§ **Set of tasks**
#1 In the SINA field reference, rewrite the paragraph beginning "SINA generates a number of named meta-data values" as a short bulleted list that keeps its main facts.
#2 List every field name given under "Basic Fields" in the SINA field reference.
#3 Carry the SINA field reference forward from its last sentence with the next part of the documentation.

§ **Text excerpt**
-- -- --

Field Reference¶
SINA generates a number of named meta-data values for each processed
sequence. By default, all values will be written to ARB output files,
while CSV output requires that each meta-data field is specified using
-f/--fields
. The fields generated by SINA and the
typical fields present in ARB databases are described below.
Basic Fields¶
The below fields are standard ARB meta data fields describing each sequence.
-
name
¶
The
Id
of the sequence. In FASTA input and output, this value is mapped to the first word of the header line.
-
full_name
¶
The textual description of the sequence. In FASTA input and output, this value is mapped to all but the first word of the header line.
-
acc
¶
The sequence accession number. This field is relevant for ARB input/output as together with
start
it defines the unique identity of the sequence when regenerating sequence names. For sequences read from FASTA and written to ARB, SINA will generate a pseud-accession asARB_
followed by a 8 character hexadecimal CRC32 checksum. This matches the behavior of ARB during FASTA import.
-
version
¶
The version part of the accession number reference.
-
start
¶
The start position of the gene sequence with the sequence referenced by the accession number.
-
stop
¶
The stop position of the gene sequence with the sequence referenced by the accession number.

-- -- --

Image-grounded pointing data:

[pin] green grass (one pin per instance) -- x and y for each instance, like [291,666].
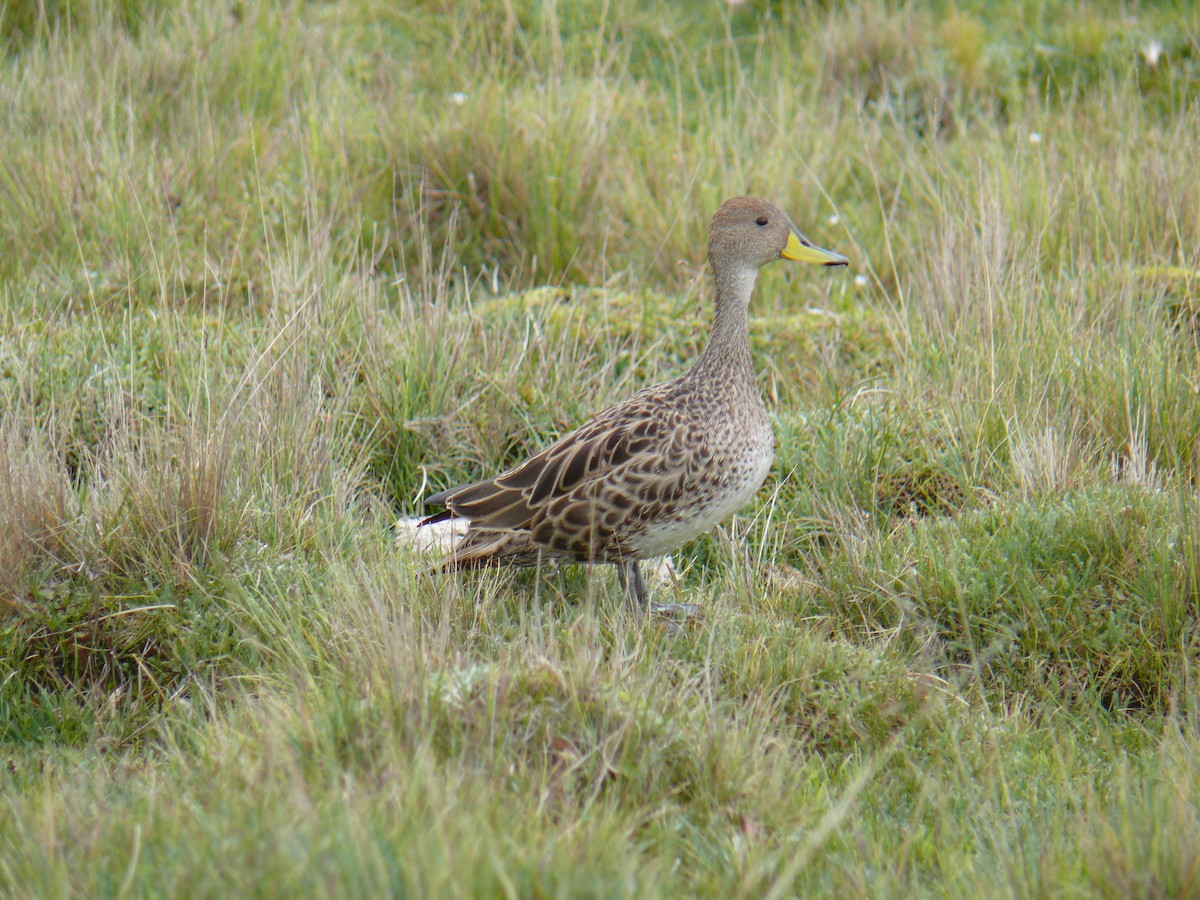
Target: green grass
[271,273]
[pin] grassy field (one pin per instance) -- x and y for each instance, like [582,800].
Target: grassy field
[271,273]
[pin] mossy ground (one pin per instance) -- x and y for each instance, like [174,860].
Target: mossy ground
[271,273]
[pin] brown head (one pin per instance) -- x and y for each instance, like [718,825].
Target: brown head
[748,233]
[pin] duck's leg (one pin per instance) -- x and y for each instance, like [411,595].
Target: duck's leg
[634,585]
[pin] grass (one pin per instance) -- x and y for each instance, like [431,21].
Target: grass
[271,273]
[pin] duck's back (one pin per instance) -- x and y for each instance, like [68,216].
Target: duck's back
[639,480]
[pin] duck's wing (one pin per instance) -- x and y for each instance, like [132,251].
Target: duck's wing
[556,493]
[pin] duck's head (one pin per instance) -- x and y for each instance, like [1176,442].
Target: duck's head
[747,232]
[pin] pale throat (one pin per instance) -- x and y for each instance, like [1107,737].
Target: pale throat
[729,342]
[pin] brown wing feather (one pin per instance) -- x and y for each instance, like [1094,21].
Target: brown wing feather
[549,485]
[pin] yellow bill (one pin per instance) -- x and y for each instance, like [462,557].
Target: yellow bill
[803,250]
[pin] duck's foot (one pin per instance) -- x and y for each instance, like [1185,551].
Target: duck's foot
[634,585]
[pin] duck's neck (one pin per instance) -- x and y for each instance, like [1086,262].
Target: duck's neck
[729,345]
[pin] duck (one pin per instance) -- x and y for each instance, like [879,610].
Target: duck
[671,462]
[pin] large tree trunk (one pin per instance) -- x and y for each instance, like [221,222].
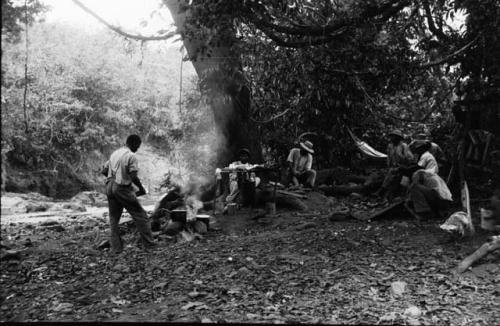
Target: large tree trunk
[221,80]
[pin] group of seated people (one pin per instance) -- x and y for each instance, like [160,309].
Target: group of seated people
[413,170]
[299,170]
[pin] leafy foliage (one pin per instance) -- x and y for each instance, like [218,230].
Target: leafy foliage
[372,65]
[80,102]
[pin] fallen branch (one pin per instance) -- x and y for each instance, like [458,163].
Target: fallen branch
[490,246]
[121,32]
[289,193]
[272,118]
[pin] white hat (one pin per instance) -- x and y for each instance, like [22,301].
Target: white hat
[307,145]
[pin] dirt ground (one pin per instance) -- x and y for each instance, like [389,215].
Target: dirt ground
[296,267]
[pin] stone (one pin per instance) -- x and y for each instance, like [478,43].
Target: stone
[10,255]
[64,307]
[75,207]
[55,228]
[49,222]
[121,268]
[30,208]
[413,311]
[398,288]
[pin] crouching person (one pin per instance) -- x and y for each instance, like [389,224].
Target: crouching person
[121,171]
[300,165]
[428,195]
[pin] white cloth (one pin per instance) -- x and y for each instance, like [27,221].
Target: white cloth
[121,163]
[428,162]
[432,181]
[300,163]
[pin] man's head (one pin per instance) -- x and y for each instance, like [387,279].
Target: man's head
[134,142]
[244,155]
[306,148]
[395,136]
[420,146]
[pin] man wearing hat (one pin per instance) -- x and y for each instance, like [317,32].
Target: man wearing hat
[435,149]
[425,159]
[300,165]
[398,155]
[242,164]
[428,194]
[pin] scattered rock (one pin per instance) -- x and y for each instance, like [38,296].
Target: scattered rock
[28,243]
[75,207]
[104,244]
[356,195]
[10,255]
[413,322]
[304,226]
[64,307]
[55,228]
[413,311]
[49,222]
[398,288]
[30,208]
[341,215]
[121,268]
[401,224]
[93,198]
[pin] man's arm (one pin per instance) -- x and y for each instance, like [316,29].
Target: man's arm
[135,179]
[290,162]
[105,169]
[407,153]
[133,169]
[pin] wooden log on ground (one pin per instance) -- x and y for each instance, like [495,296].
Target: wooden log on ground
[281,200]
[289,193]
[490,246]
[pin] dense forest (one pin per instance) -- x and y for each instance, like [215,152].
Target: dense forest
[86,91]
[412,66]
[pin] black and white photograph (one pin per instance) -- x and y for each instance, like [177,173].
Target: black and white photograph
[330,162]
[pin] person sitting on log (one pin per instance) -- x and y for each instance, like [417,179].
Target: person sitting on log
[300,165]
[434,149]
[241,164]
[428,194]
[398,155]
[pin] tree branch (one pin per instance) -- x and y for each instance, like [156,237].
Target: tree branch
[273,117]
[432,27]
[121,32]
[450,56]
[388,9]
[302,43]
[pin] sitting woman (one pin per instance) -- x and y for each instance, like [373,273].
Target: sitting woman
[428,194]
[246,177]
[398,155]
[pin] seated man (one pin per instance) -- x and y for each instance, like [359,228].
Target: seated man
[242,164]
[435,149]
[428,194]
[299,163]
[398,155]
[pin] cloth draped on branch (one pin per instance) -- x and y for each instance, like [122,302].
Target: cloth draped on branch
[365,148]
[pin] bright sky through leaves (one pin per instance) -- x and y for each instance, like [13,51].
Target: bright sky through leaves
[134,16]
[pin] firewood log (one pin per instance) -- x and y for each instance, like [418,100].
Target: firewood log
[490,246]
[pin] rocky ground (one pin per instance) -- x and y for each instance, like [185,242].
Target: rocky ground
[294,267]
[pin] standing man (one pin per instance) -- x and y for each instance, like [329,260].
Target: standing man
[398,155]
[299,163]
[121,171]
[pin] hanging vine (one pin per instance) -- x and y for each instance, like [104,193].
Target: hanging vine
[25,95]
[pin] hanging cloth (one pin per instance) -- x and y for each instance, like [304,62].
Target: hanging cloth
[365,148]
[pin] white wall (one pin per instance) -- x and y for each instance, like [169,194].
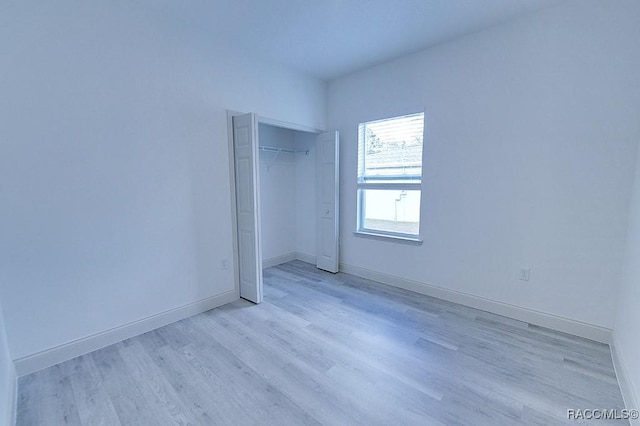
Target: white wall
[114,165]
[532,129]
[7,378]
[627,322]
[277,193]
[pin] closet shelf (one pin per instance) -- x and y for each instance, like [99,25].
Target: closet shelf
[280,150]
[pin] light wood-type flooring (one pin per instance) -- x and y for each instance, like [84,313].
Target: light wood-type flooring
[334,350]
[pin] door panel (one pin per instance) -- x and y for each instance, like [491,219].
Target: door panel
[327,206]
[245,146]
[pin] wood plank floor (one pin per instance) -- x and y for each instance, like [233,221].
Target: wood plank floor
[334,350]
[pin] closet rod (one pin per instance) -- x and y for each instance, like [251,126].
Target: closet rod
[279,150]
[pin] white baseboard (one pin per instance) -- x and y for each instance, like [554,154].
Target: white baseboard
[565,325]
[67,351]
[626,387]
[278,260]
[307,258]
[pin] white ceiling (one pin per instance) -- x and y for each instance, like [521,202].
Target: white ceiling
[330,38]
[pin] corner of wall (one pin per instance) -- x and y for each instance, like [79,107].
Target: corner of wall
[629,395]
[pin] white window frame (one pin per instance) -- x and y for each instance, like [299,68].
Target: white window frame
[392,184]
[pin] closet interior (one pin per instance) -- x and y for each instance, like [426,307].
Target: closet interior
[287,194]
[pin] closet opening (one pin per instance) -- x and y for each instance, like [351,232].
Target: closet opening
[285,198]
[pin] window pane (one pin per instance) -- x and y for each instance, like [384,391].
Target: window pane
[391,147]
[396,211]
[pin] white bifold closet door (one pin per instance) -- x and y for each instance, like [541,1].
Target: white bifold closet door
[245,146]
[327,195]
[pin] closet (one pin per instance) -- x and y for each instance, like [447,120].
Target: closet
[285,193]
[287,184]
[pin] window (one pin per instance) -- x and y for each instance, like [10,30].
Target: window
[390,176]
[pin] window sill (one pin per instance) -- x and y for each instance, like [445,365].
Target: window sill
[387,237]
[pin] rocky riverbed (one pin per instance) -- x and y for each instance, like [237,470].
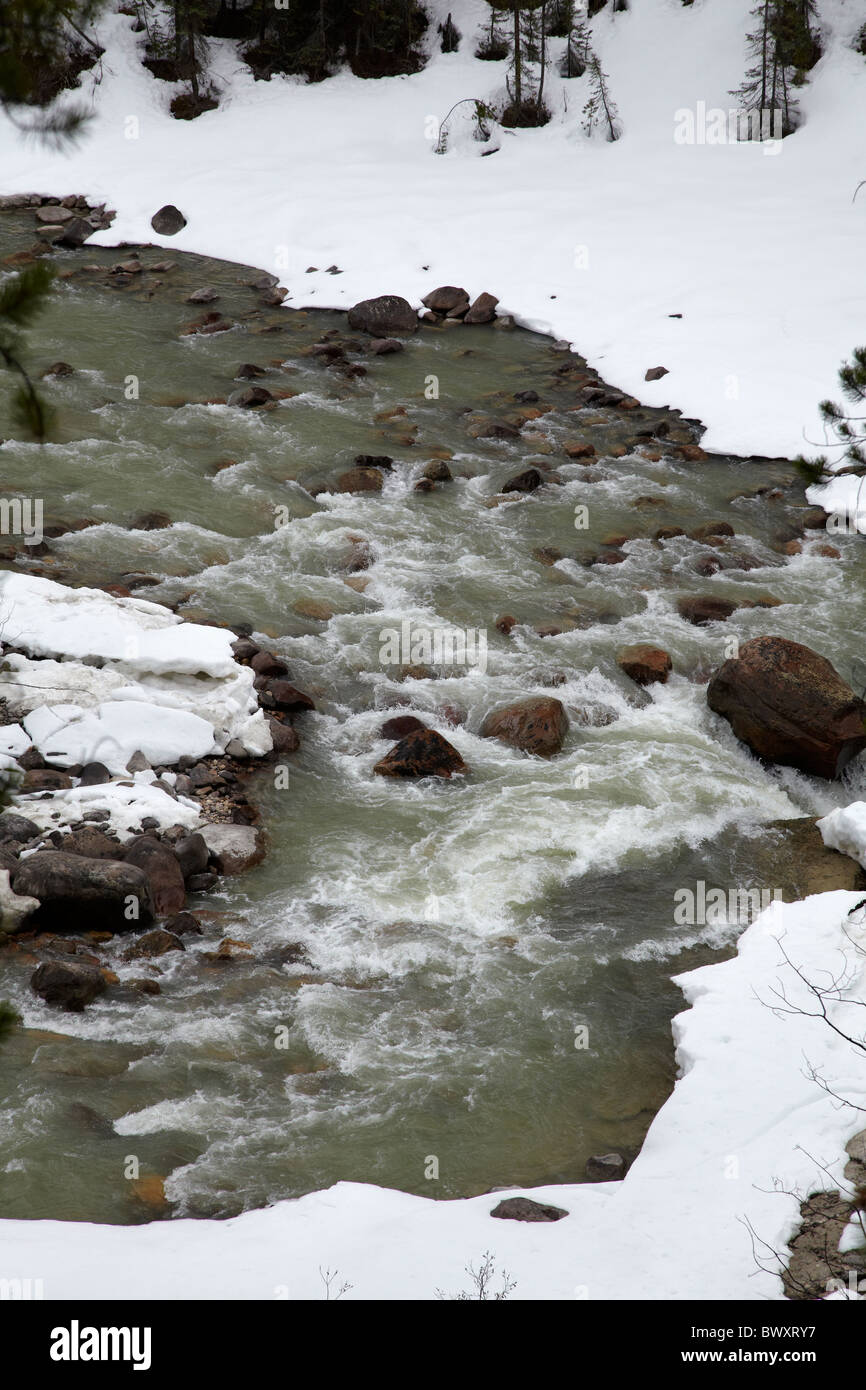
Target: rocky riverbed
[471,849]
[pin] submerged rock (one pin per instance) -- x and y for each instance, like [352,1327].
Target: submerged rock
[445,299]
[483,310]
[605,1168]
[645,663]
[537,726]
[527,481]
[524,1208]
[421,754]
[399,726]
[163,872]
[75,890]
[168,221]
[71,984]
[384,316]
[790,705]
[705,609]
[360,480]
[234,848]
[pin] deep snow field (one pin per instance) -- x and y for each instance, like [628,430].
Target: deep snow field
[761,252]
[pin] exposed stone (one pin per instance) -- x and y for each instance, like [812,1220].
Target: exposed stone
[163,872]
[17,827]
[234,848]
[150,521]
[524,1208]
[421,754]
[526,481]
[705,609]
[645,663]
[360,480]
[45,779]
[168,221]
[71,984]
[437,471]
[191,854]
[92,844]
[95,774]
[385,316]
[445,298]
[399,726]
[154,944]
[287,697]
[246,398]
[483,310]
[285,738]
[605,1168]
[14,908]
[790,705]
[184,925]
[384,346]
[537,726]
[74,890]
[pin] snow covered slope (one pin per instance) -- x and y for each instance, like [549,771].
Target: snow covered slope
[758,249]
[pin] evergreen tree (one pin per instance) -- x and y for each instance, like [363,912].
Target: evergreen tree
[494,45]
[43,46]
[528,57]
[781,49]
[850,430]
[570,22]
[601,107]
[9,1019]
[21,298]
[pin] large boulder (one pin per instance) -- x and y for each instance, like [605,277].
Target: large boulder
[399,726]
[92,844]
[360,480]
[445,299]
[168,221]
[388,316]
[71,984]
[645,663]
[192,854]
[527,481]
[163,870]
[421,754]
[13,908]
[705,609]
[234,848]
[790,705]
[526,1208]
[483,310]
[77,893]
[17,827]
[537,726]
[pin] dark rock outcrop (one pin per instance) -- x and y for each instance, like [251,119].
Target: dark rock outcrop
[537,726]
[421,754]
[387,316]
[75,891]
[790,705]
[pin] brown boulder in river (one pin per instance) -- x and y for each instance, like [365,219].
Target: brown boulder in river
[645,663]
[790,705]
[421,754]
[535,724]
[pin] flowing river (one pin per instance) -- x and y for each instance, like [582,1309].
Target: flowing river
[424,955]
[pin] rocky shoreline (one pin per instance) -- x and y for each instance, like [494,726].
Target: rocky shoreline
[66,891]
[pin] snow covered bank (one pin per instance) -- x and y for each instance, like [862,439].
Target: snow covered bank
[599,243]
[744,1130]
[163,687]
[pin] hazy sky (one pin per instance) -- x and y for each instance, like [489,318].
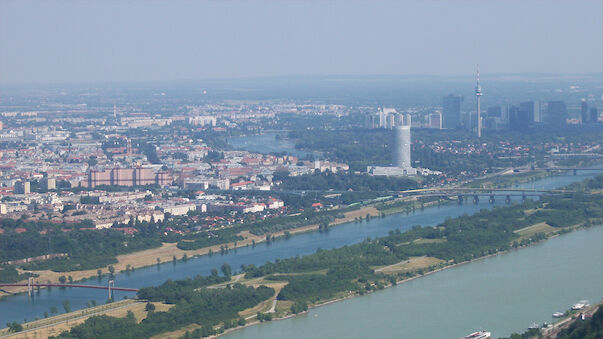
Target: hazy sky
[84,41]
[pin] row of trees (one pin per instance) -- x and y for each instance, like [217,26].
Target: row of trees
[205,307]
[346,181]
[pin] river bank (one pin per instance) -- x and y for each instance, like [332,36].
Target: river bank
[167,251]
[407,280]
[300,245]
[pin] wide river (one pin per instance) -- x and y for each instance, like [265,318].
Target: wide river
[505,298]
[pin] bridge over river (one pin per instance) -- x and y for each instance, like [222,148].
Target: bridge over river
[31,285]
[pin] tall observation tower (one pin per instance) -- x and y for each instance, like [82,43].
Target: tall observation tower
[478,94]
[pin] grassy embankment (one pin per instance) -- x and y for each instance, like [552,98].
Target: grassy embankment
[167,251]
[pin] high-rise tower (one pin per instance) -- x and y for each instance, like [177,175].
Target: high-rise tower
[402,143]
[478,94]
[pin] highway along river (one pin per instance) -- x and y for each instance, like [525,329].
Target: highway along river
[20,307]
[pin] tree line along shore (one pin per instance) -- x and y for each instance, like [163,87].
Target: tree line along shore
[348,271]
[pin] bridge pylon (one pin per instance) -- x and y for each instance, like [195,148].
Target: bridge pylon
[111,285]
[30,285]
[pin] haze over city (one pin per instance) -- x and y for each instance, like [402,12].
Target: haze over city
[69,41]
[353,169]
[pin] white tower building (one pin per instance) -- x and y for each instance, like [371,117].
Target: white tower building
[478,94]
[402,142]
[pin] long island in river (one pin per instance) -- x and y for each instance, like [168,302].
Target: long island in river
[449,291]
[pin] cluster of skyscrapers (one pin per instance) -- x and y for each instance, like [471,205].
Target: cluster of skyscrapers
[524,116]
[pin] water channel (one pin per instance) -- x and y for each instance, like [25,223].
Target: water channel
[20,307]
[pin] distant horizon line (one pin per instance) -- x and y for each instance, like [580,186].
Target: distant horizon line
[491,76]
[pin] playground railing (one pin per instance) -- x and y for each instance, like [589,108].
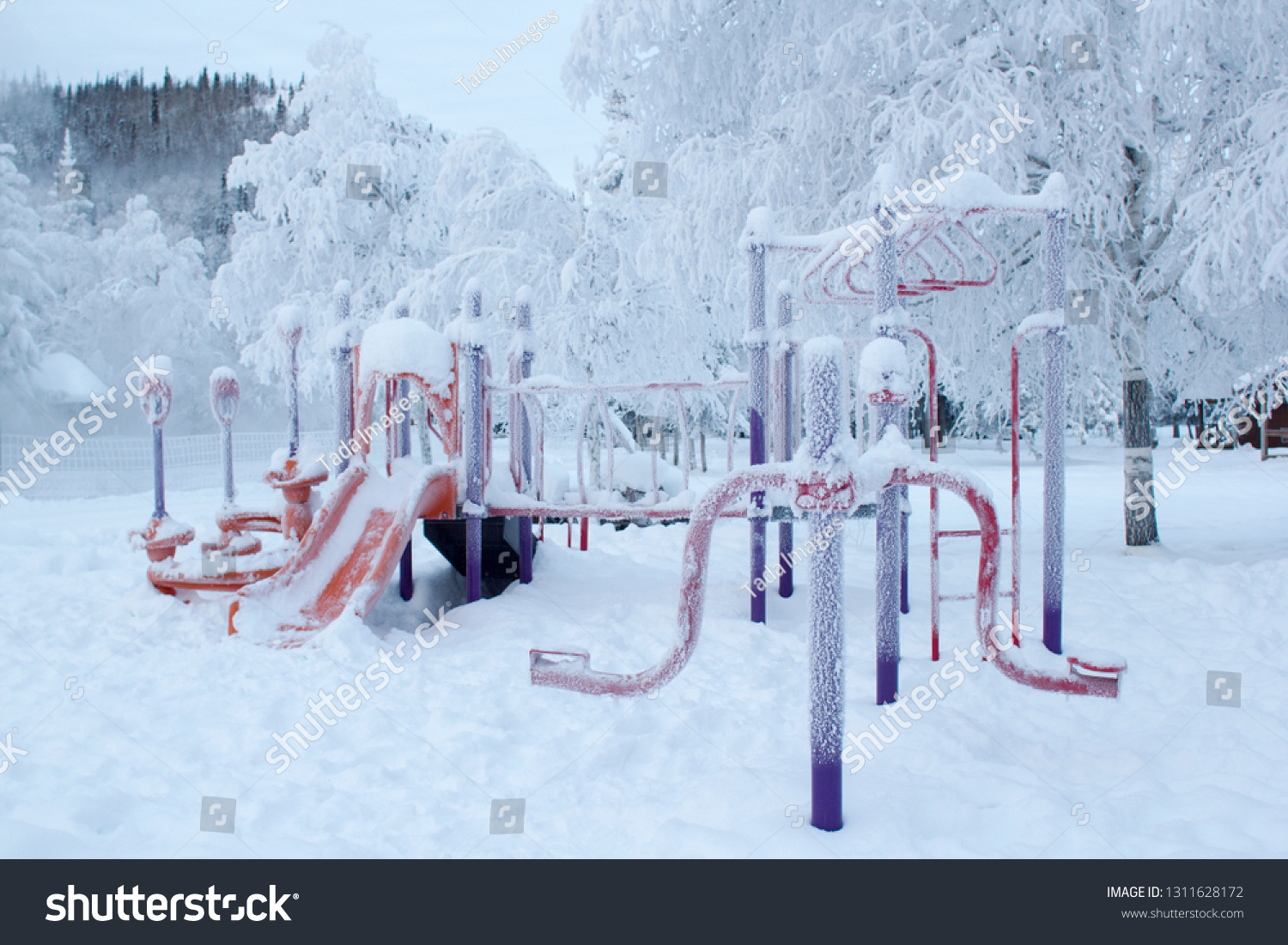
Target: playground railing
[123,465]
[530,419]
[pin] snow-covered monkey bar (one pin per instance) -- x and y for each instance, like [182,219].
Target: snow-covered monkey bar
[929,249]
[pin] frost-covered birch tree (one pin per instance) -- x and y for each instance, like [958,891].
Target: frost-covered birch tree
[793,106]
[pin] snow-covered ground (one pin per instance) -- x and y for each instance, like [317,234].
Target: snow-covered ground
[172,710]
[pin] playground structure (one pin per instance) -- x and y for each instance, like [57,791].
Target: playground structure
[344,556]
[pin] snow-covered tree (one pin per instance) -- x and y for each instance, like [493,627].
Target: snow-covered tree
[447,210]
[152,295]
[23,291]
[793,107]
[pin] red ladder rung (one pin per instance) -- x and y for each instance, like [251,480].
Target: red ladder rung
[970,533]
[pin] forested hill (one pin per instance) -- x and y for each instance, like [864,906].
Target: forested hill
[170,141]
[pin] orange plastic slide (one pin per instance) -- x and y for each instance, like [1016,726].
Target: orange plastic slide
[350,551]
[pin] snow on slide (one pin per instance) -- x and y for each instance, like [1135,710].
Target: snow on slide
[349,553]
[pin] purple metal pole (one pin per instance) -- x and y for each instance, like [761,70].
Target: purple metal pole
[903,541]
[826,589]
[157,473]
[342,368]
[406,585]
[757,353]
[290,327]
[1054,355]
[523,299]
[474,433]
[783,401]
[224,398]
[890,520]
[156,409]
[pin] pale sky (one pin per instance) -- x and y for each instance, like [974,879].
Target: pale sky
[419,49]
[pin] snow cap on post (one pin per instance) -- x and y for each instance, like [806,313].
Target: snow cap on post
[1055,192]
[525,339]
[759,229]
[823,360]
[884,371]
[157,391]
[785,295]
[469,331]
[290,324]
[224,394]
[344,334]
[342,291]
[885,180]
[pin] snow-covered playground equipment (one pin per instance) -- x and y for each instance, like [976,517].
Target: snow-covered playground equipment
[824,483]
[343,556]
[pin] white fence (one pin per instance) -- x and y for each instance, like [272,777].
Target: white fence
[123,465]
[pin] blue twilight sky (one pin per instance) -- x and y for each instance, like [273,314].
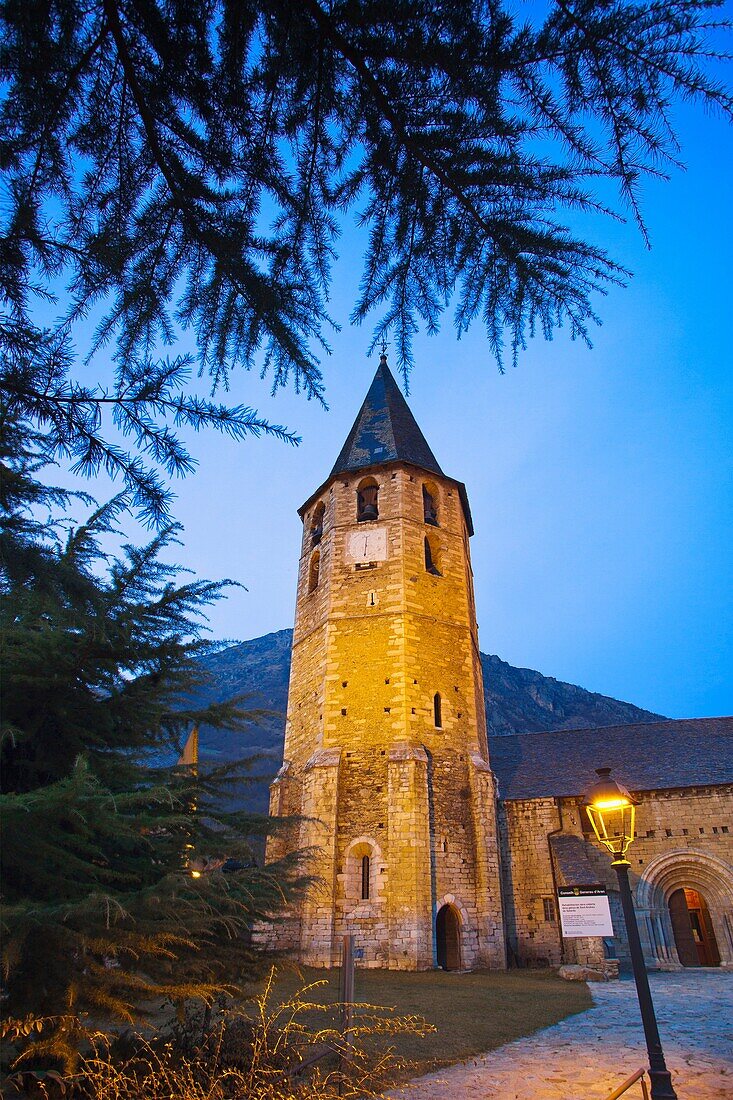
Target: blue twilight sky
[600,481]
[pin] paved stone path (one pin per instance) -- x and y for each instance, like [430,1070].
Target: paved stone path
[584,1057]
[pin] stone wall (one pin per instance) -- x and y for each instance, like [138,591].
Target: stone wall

-- -- --

§ **Responses for each task**
#1
- SINA generates named metadata values for each sequence it processes.
- By default, all of these values are written to ARB output files.
- CSV output requires each metadata field to be specified with -f/--fields.
- The reference describes both the fields SINA generates and the typical fields found in ARB databases.

#2
- name
- full_name
- acc
- version
- start
- stop

#3
SINA specific fields¶
-
align_quality_slv
¶
The alignment “quality”. The alignment score, normalized to remove weighting effects and scaled as integer between 0 and 100. If the alignment for the sequence was copied from an identical match to a reference sequence, the value is set to 100.
-
align_cutoff_head_slv
¶
The number of unaligned basepairs at the beginning of the sequence.
-
align_cutoff_tail_slv
¶
The number of unaligned basepairs at the end of the sequence.
-
aligned_slv
¶
The time and date at which the sequence was aligned.
-
align_startpos_slv
¶
The position of the first base of the sequence within the reference alignment.
-
align_stoppos_slv
¶
The position of the last base of the sequence within the reference alignment.
-
align_ident_slv
¶
The highest fractional identity of the aligned sequence with any of the used reference sequences. The value is computed using optimistic IUPAC comparison (N matches anything) over the overlapping region of each pair of sequences.
-
nuc_gene_slv
¶
The number of basepairs aligned within the gene. (Currently not computed).
-
align_bp_score_slv
¶
A score indicating the average binding strength of basepairs aligned into helix regions. Each pair of bases aligned to opposing sides of a helix specified in the reference database is assigned a score (
AG
= 0.5,AU
= 1.1,CG
= 1.5,GG
= 0.4,GU
= 0.9), the sum of scores divided by the number of helix positions with bases on either side and multiplied by 100.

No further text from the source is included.